*TRAVAIL À FAIRE*.
A: Répondez à ces questions d'après le texte sur les anciennes carrières de Romainville :
(i) Jusqu'à quelle décennie le gypse y a-t-il été exploité ?
(ii) En quelle année le projet régional de base de loisirs de la Corniche des forts a-t-il été adopté ?
(iii) Pour quelle raison le projet immobilier de la société privée a-t-il avorté ?
B: Donnez, s'il vous plaît, la suite du texte sur les anciennes carrières de Romainville, à partir de sa dernière phrase.

*TEXTE DU DOCUMENT*.
::::::::
Le gypse y a été exploité dans des carrières à ciel ouvert et en souterrain jusque dans les années 1960, principalement par la méthode des piliers tournés. En fin d’exploitation, les carrières ont souvent été abandonnées sans remblayage, ou ont subi un foudroyage afin de provoquer l’effondrement et la disparition des vides. Cependant, foudroyées ou non, ces anciennes carrières constituent un risque pour la stabilité des sols. Les vides présents sur le secteur peuvent aussi être d’origine naturel : dissolution du gypse. La fragilité des sols et la fermeture au public du site ont favorisé la reconquête par la végétation et une grande biodiversité.

Île de Loisirs de la Corniche des Forts
sur les anciennes carrières de Romainville © Eric Garault/ L'Institut Paris Region

Dans les années 1990, émerge l’ambition d’un projet pour ce site, situé dans un contexte très urbanisé et de pression foncière. En 1993, le projet régional de base de loisirs de la Corniche des forts est adopté autour de cette réserve foncière inconstructible. La friche, appartenant à un exploitant, a été rachetée en partie par la commune, et le reste par une société privée. Un projet immobilier portée par la société fut avorté en raison du coût de financement de travaux de mise en sécurité exigés par l’IGC Paris. Classé à l’époque en zone non constructible dans le POS, ce secteur constituait déjà une réserve foncière que la ville souhaitait acquérir en totalité.
::::::::
*Entrées enregistrées*.

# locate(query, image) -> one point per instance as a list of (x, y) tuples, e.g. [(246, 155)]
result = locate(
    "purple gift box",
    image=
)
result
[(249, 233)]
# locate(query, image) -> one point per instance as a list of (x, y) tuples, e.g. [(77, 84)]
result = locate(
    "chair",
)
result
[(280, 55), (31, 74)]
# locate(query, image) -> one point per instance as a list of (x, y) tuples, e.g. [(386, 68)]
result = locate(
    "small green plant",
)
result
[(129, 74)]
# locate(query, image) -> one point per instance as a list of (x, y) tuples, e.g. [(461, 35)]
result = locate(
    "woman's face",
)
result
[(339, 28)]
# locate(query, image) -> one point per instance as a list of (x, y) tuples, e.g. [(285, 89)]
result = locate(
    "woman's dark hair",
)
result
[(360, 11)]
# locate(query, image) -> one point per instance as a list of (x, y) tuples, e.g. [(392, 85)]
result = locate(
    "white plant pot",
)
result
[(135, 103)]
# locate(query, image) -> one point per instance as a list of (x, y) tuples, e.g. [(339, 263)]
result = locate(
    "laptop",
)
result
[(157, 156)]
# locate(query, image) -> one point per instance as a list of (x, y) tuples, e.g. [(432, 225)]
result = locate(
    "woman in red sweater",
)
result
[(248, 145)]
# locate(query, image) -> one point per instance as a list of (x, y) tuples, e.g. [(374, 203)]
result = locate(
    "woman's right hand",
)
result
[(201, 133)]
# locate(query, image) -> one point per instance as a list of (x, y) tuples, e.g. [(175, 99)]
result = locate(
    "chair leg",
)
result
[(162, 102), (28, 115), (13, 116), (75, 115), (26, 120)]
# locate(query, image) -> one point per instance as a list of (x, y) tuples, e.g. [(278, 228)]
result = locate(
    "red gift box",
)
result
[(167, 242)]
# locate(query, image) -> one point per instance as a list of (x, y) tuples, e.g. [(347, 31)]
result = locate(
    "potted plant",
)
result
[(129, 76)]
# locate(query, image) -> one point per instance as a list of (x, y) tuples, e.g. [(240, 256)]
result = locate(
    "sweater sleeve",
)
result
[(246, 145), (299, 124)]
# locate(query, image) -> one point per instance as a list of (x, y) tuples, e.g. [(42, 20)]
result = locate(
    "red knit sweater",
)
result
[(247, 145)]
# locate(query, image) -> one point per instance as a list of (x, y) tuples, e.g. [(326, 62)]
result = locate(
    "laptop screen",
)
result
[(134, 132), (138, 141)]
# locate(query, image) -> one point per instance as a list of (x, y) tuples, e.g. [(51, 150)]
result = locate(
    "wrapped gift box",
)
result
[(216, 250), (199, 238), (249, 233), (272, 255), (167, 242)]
::::::::
*RÉPONSES ATTENDUES*.
A:
(i) Jusque dans les années 1960.
(ii) En 1993.
(iii) En raison du coût de financement des travaux de mise en sécurité exigés par l'IGC Paris.

B:
En 2000, le Conseil Régional crée l’Île de Loisirs de la Corniche des Forts, ex-projet de base de loisirs. Ce projet de liaison verte, qui s’inscrit dans le projet de Parc des Hauteurs, s’étend sur 64 hectares entre les communes de Romainville, Les Lilas, Pantin et Noisy-le-Sec, avec la particularité de nécessiter de lourds travaux de sécurisation et comblement, puisque situé sur d’anciennes zones de carrières de gypse. Sur ces 64 hectares, la moitié est fermée au public en raison de la présence de zones sous-minées. De premiers travaux de sécurisation débutent entre 2007 et 2016 - injections de coulis, comblement, pose de géogrilles - avec l’ambition d’ouvrir 12 hectares. En 2017, la Région décide de réduire l’ambition de ces travaux d’aménagement à 8 hectares, dont 4,5 hectares seront accessibles au public. En 2021, la Corniche des Forts ouvre sa promenade écologique. Il s’agit d’un aménagement de promenade avec des zones d’observation de la faune et de la flore - passerelle immersive -, des espaces inaccessibles au public, afin de préserver la biodiversité et limiter l’expansion d’espèces dites invasives, une aire de jeux pour les enfants, des prairies et des équipements sportifs.

Estimé à près de 15 millions d’euros, les travaux se sont divisés en trois phases : défrichement, comblement et aménagement. Une forte opposition locale au projet s’est manifestée, avec des arguments de non-préservation de la biodiversité et de destruction des sols. Le projet de la Corniche des Forts s’inscrit dans le projet de Parc des Hauteurs.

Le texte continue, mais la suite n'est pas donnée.